> [Provided material]:

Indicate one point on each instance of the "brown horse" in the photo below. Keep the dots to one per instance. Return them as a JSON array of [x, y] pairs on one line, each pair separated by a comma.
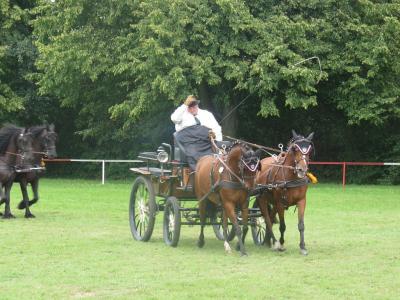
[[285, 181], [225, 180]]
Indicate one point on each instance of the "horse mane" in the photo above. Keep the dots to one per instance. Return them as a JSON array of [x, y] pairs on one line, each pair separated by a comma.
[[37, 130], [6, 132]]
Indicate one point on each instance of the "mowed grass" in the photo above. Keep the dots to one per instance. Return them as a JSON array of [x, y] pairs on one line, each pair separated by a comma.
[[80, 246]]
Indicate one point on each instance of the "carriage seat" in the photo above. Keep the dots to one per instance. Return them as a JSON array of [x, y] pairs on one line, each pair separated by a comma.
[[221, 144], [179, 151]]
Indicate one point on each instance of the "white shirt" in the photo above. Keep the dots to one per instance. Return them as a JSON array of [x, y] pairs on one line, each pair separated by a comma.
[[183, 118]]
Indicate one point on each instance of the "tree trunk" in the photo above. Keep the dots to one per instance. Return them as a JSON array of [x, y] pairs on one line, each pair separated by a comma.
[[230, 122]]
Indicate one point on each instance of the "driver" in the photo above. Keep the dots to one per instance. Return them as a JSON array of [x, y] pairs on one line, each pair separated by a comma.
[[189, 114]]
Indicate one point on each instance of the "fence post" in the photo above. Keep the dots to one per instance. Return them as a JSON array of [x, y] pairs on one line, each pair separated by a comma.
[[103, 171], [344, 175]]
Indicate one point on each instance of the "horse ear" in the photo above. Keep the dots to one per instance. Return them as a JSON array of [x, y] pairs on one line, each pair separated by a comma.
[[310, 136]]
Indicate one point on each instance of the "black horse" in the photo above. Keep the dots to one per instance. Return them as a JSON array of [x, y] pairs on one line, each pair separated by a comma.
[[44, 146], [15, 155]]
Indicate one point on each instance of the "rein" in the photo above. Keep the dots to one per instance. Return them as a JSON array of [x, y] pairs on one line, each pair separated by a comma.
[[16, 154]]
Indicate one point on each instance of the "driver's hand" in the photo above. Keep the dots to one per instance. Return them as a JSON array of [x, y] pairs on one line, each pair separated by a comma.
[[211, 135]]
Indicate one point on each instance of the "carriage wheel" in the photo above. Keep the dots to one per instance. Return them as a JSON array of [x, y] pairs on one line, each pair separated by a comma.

> [Challenge]:
Give the lines above as a numbered list, leaving out any blank lines and the pictures.

> [Written reply]:
1. Indicate one point on each instance of the "brown horse" in the photo below. Keep the dots to one per instance. Return them as a JSON array of [x, y] pairs on one line, each pair separated by a comma.
2. [[285, 181], [225, 180]]
3. Indicate one point on each instance of the "horse mane" in the photo above. Keep the dots to one per instance. Return them as a JSON array of [x, y] pairs on one line, each pair separated by a comma.
4. [[37, 130], [6, 132]]
5. Indicate one point on each instance of the "mowed grass" in the photo above. Keep the dots to one per instance. Return them as a JSON array of [x, y] pairs on one line, each pair separated by a comma.
6. [[80, 246]]
7. Indicate one point on each instance of the "carriage seat" in the photo above. Keep the dots to one per instance. Return them as a JSON array of [x, y] pairs on one line, each pair separated by a comma.
8. [[221, 144], [179, 151]]
9. Indicate one point on each instance of the "white shirt" in the photo above. Keep the dots to one per instance. Return them as a JSON array of [x, y] pairs on one line, each pair separated by a comma.
10. [[183, 118]]
11. Indicate one point on each instance of the "tree trunk" in the photo above. Keep the dots to one per instance. Return them as a JSON array of [x, y] pairs on one line, each pair separated by a comma.
12. [[230, 122]]
13. Indicate one point on each instance of the "driver" in the photo above. Keep the dots to one per instance. Return them as a JSON array of [x, y] pairs on one line, each pair separated by a comma.
14. [[189, 114]]
15. Indicate one point on each instance of the "fence post" in the photo above. Keep the dots to one per instance. Return them as a JSON array of [x, y] pairs on one line, each pair separated by a comma.
16. [[103, 171], [344, 175]]
17. Indicate one point on each instance of the "horse ear" in the photo above. Keep the dots to one per instance. Return them as a JSON array of [x, y] pairs on one line, each pair separated by a comma.
18. [[310, 136]]
19. Indicate one point on each instance of the "black horse" in the photo above. Keep the dots to one per instance. Return them as a JSON array of [x, y] pairs on one line, each pair separated by a comma.
20. [[44, 146], [15, 155]]
21. Indicate one point on each instance of the "rein" in the photo above. Keep the dots to one per instance. Return them as a JSON array of [x, y] pairs on one line, each pair separated by a comma.
22. [[16, 154]]
23. Indicate one point on each instance of the "driver's hand" in the photo above. Keep the dots to one per instance. Return them as a JSON array of [x, y] pairs on one line, each pair separated by a comma.
24. [[211, 135]]
25. Indicate one point on each instance of the "carriage wheel" in the photo above. Keep the dots to one per instance. Return them as a JSON array of [x, y] pairs on one line, each pair separated by a comma.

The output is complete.